Requirement ->
All of the data below must be repeated exactly.

Supplied entries ->
══════

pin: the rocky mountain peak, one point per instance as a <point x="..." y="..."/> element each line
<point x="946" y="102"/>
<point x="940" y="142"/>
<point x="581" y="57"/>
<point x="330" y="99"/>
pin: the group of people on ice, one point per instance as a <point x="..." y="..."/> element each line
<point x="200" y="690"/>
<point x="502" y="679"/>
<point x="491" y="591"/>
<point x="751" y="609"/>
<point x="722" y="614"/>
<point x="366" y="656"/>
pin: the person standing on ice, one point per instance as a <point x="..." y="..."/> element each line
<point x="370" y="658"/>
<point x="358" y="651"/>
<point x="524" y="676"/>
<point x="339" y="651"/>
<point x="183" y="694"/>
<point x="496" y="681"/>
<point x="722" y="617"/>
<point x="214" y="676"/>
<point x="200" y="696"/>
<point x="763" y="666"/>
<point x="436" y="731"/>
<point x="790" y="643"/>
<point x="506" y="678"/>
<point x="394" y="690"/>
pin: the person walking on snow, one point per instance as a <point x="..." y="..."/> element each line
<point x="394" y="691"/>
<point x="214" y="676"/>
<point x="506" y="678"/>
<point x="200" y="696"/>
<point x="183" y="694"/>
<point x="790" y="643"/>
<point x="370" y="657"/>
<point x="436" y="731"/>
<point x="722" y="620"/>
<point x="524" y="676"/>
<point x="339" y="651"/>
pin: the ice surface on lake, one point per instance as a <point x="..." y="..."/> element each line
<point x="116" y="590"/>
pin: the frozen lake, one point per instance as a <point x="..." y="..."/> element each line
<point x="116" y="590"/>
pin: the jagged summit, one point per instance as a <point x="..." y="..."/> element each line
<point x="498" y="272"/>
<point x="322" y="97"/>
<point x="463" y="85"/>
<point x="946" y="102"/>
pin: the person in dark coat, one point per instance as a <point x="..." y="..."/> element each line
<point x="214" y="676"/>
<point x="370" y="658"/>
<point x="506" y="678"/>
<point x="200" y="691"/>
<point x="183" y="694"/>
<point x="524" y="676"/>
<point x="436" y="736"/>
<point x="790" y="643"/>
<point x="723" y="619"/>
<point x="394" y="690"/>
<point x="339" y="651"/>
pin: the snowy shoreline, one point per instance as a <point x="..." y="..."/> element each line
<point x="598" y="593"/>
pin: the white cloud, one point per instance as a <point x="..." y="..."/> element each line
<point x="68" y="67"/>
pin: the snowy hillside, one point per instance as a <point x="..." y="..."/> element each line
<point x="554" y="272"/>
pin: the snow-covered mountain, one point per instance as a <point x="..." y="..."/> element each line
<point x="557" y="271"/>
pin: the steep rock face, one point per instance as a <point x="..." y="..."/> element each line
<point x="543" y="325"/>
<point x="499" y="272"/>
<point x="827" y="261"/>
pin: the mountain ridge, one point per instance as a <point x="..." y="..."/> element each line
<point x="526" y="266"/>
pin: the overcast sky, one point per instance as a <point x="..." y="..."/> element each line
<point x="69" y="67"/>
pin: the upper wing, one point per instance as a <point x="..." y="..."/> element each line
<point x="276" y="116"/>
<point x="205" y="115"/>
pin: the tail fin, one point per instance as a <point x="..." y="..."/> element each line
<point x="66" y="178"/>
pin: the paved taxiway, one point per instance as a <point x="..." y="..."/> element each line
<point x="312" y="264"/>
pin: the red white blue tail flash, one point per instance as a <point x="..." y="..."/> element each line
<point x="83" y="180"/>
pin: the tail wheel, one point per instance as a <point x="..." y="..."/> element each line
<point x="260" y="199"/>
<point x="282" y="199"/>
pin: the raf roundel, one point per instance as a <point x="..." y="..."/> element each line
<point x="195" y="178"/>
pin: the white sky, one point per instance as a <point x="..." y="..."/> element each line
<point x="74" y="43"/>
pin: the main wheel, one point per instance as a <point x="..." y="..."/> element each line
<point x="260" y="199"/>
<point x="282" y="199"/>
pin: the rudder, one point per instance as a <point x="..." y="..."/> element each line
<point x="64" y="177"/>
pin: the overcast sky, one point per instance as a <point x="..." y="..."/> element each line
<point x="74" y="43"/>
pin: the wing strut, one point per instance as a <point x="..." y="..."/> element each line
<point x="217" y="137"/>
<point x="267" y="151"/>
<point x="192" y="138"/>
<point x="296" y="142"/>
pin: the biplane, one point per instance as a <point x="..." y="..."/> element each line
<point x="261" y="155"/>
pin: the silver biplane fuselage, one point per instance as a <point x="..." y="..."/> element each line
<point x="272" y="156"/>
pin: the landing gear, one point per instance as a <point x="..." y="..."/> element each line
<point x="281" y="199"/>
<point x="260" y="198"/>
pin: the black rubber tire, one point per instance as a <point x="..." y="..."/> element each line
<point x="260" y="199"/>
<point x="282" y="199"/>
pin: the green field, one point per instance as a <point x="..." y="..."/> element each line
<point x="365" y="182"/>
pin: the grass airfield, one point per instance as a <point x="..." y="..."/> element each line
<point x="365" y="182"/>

══════

The answer ->
pin: the rocky mountain peak, one point per instance as a <point x="..." y="..."/> element each line
<point x="946" y="102"/>
<point x="940" y="142"/>
<point x="581" y="57"/>
<point x="330" y="99"/>
pin: the group of people on ice, one point per instance as a <point x="..." y="..."/> element each line
<point x="200" y="690"/>
<point x="502" y="679"/>
<point x="491" y="591"/>
<point x="751" y="609"/>
<point x="722" y="614"/>
<point x="366" y="656"/>
pin: the person standing on ice, one point per instance as a <point x="..." y="..."/> element each line
<point x="370" y="658"/>
<point x="358" y="651"/>
<point x="524" y="676"/>
<point x="339" y="651"/>
<point x="183" y="694"/>
<point x="496" y="681"/>
<point x="722" y="617"/>
<point x="214" y="676"/>
<point x="200" y="696"/>
<point x="763" y="666"/>
<point x="436" y="731"/>
<point x="790" y="643"/>
<point x="506" y="678"/>
<point x="394" y="690"/>
pin: the person walking on snow, one point per instance as a <point x="..." y="..."/> element each line
<point x="394" y="691"/>
<point x="214" y="676"/>
<point x="506" y="678"/>
<point x="200" y="696"/>
<point x="183" y="694"/>
<point x="790" y="643"/>
<point x="370" y="657"/>
<point x="436" y="731"/>
<point x="722" y="620"/>
<point x="524" y="676"/>
<point x="339" y="651"/>
pin: the ice surface on lake, one point per instance as a <point x="..." y="..."/> element each line
<point x="116" y="590"/>
pin: the frozen lake, one point per instance as a <point x="..." y="..."/> element each line
<point x="116" y="590"/>
pin: the jagged summit, one point per instance as a <point x="..." y="..."/> element each line
<point x="498" y="272"/>
<point x="322" y="97"/>
<point x="463" y="85"/>
<point x="946" y="102"/>
pin: the person in dark coat, one point per instance as a <point x="..." y="..."/> element each line
<point x="214" y="676"/>
<point x="370" y="658"/>
<point x="506" y="678"/>
<point x="200" y="691"/>
<point x="183" y="694"/>
<point x="524" y="676"/>
<point x="436" y="736"/>
<point x="790" y="643"/>
<point x="723" y="619"/>
<point x="394" y="690"/>
<point x="339" y="651"/>
pin: the snowy shoreline, one point per instance as a <point x="..." y="..."/> element each line
<point x="598" y="593"/>
pin: the white cloud, one point per instance as a <point x="..." y="..."/> element each line
<point x="68" y="67"/>
pin: the snowy hillside, one point per instance as a <point x="..." y="..."/> element each line
<point x="554" y="272"/>
pin: the snow-covered mountain, one point per instance as a <point x="..." y="..."/> element each line
<point x="557" y="271"/>
pin: the steep rock face, one point per instance as a <point x="..." y="..."/> element each line
<point x="543" y="325"/>
<point x="499" y="272"/>
<point x="827" y="261"/>
pin: the mountain ridge, one point per instance as a <point x="..." y="..."/> element each line
<point x="526" y="266"/>
pin: the overcast sky, one point per instance as a <point x="..." y="..."/> element each line
<point x="69" y="67"/>
pin: the upper wing, one point per instance as a <point x="..." y="..."/> element each line
<point x="276" y="116"/>
<point x="205" y="115"/>
pin: the tail fin, one point per instance as a <point x="..." y="..."/> element each line
<point x="66" y="178"/>
pin: the paved taxiway, one point per instance as a <point x="..." y="..."/> element each line
<point x="312" y="264"/>
pin: the red white blue tail flash, one point per instance as a <point x="..." y="..."/> element each line
<point x="83" y="180"/>
pin: the tail wheel, one point per instance as a <point x="..." y="..."/> element each line
<point x="260" y="199"/>
<point x="282" y="199"/>
pin: the raf roundel, one point per instance as a <point x="..." y="..."/> element each line
<point x="195" y="178"/>
pin: the white sky, one point per instance as a <point x="..." y="..."/> element each line
<point x="74" y="43"/>
pin: the main wheel, one point per instance as a <point x="..." y="..."/> element each line
<point x="260" y="199"/>
<point x="282" y="199"/>
pin: the rudder, one point per instance as a <point x="..." y="..."/> element each line
<point x="64" y="177"/>
pin: the overcast sky, one point per instance as a <point x="..." y="..."/> element each line
<point x="74" y="43"/>
pin: the wing strut, one point per instance as a <point x="..." y="..."/> element each line
<point x="217" y="137"/>
<point x="267" y="151"/>
<point x="192" y="138"/>
<point x="296" y="142"/>
pin: the biplane, one point per instance as a <point x="..." y="..."/> element each line
<point x="261" y="155"/>
pin: the silver biplane fuselage, one point per instance as a <point x="..." y="..."/> element each line
<point x="272" y="156"/>
pin: the landing gear, one point per instance as a <point x="..." y="..."/> element each line
<point x="281" y="199"/>
<point x="260" y="198"/>
pin: the black rubber tire, one point per instance as a <point x="..." y="..."/> element each line
<point x="260" y="199"/>
<point x="282" y="199"/>
pin: the green field, one point per instance as a <point x="..." y="..."/> element each line
<point x="365" y="182"/>
pin: the grass airfield, one point per instance as a <point x="..." y="..."/> element each line
<point x="365" y="182"/>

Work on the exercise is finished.